═══ PAGE EXCERPT

Tennis is a complex sport since it involves technical and tactical skills. Further, it is also a physically demanding sport.Citation1 This complexity requires tennis athletes to have fast reaction times and the ability to perform explosive agility movements. The movement pattern is characterized by quick starts and stops, accelerations, decelerations, and multidirectional movements.Citation2 A study in junior tennis players that compared short straight sprints with agility, including multidirectional running, showed that these are specific qualities that are most of the time unrelated.Citation3 Due to these findings, it is important to train and test tennis players in the specific movement patterns and running distances that are encountered during match play, typically high-intensity work for approximately 4–10 seconds.Citation4

Repetitive multidirectional movement patterns can lead to lower extremity injury.Citation5 Also, acute injuries are common problems in pivoting sports that include cut movements, sudden accelerations, stops and turns, since these can place substantial demands on ankles, knees, and hips.Citation6 Furthermore, it is hypothesized that a nonfunctional movement pattern can predispose for injuries.Citation7 To identify areas of reduced fitness, it is important to conduct a regular physical fitness testing.

The usefulness of a test depends on its reliability or the extent to which a test is consistent and free from error.Citation8 The test also needs to be specific to the demands of the sport that the subject is practicing.Citation9 To the best of our knowledge, there are a restricted number of reliable functional tests for determining physical fitness, especially concerning speed and agility, that exist in the literature. Moreover, these parameters are most often tested in a laboratory setting.Citation10 Compared to functional tests, laboratory measurements are less accessible and also often expensive. Furthermore, these tests are aimed at measuring only one specific parameter, eg, muscle strength. How do the results of these tests represent for physical performance is still not clear.Citation10 Therefore, there is a need for more reliable and valid sports-related functional tests, aiming to test different aspects of physical fitness and athletic performance. Such tests are often inexpensive and easy to perform.Citation10

A physical fitness test that is frequently used by the US Tennis Association to evaluate agility in competitive tennis players is “the spider run test”.Citation11 This test is easy to administer and the movement patterns simulate a lot to the actual movements observed during tennis play. However, the average time to perform the test is approximately 15–17 seconds for junior males and females, which is longer than an average point in tennis.Citation4 The Swedish Tennis Federation has a test battery including flexibility and fitness testing for competitive tennis players aged 12–20 years. According to the results of these tests, training can be individualized, supplemented, or adjusted to optimize performance. The test used to evaluate agility is called “the 20-yard shuttle test”.Citation12 It origins from American football and involves acceleration, deceleration, and multidirectional short distance speed. The time to complete the test is approximately 5–6 seconds. Accordingly, the test resembles the movements in tennis and also reproduces the time frame for the majority of points in match play.

══════

**WHAT THE TASK ASKS**
Write the next part of the passage on agility testing in tennis players, picking up after its last sentence. The records have nothing to do with this.

═══ STORED DATA

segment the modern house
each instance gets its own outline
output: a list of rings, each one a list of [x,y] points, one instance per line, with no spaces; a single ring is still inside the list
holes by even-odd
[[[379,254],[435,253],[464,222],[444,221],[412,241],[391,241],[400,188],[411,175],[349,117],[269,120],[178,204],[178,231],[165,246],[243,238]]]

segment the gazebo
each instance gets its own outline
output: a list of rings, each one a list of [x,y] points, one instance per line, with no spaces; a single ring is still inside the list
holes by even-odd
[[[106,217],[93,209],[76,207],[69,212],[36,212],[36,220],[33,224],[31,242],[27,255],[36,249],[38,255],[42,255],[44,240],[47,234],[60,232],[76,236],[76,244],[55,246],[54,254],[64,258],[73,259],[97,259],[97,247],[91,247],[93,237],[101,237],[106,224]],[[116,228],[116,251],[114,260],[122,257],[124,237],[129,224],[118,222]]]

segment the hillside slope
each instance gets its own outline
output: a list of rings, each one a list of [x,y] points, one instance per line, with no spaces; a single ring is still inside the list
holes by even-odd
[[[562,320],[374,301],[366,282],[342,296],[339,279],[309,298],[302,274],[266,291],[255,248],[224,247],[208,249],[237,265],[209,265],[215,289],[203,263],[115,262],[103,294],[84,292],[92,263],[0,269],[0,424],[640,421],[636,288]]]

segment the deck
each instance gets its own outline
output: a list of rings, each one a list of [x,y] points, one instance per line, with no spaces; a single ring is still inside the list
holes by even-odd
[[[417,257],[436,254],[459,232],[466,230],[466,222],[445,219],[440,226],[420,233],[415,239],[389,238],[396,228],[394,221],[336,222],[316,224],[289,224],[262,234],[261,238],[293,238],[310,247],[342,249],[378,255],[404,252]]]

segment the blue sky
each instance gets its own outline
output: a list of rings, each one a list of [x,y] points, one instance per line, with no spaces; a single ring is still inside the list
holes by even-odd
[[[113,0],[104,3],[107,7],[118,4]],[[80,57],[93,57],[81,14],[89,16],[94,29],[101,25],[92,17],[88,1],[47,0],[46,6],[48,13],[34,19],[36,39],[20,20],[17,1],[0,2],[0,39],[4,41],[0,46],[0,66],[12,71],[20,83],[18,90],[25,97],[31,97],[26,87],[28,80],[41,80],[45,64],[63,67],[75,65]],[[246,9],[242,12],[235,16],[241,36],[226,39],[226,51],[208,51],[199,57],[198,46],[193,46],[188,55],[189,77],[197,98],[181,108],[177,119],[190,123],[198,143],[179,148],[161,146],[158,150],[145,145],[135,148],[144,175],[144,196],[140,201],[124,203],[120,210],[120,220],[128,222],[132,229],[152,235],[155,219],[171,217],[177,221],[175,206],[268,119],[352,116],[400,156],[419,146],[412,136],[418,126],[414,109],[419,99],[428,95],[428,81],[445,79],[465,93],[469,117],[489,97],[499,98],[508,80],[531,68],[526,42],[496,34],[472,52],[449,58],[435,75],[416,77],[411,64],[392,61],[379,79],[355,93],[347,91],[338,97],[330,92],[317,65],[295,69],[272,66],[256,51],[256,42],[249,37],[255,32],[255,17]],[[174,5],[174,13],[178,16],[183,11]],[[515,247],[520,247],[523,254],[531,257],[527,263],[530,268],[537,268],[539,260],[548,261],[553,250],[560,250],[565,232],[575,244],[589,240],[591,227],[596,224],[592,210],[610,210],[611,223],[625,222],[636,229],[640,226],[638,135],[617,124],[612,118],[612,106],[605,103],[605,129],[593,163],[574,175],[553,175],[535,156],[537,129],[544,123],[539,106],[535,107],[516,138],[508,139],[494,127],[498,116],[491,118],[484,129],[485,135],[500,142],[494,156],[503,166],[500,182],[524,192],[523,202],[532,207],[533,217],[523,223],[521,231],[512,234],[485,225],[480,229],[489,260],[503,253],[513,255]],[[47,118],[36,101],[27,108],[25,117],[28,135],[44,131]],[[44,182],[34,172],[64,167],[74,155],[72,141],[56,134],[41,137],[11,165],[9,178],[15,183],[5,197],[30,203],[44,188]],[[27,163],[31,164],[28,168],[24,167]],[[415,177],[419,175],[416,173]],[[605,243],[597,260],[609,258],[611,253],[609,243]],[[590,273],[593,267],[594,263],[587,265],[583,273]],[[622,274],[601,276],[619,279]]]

══════

**TASK OUTPUT**
Although the 20-yard shuttle test is frequently used, studies evaluating the reliability of the test are scarce. To our knowledge, only two studies have examined the test–retest reliability using the 20-yard shuttle test, and the tests are performed on athletes mostly involved in different team sports, and test–retest reliability is performed within the same day.Citation13,Citation14 The reliability has not been tested in tennis players. Furthermore, the 20-yard shuttle test is in practice evaluated with a manual stopwatch.Citation12 Studies investigating the criterion-related validity, ie, the manual recording of time compared to the gold standard of digital timing are lacking for this test. Considering the significance of physical fitness testing in tennis players to evaluate and optimize performance and to reduce the risk of injuries, a reliable and valid tennis-specific test is needed. Therefore, the aim of our study was to evaluate the reliability and criterion-related validity of the 20-yard shuttle test in Swedish competitive junior tennis players.

Methods

Participants

A sample of 39 competitive junior tennis players (mean height 164±10.6 cm, mean mass 52.5±10.5 kg, mean age 14±1.6 years) volunteered to participate in the study. All members in two different tennis clubs in Stockholm, Sweden, that met the inclusion criteria were asked to participate in the study by their tennis coach. Inclusion criteria were as follows: boys and girls, aged from 12 to 20 years, regularly competing (a minimum of five tournaments per year), and enrolled in ≥2 tennis training sessions per week. Exclusion criteria were injuries in the lower extremity by the time for the test that preclude maximal performance in terms of speed. Change of shoes from one session to the other was also an exclusion criterion.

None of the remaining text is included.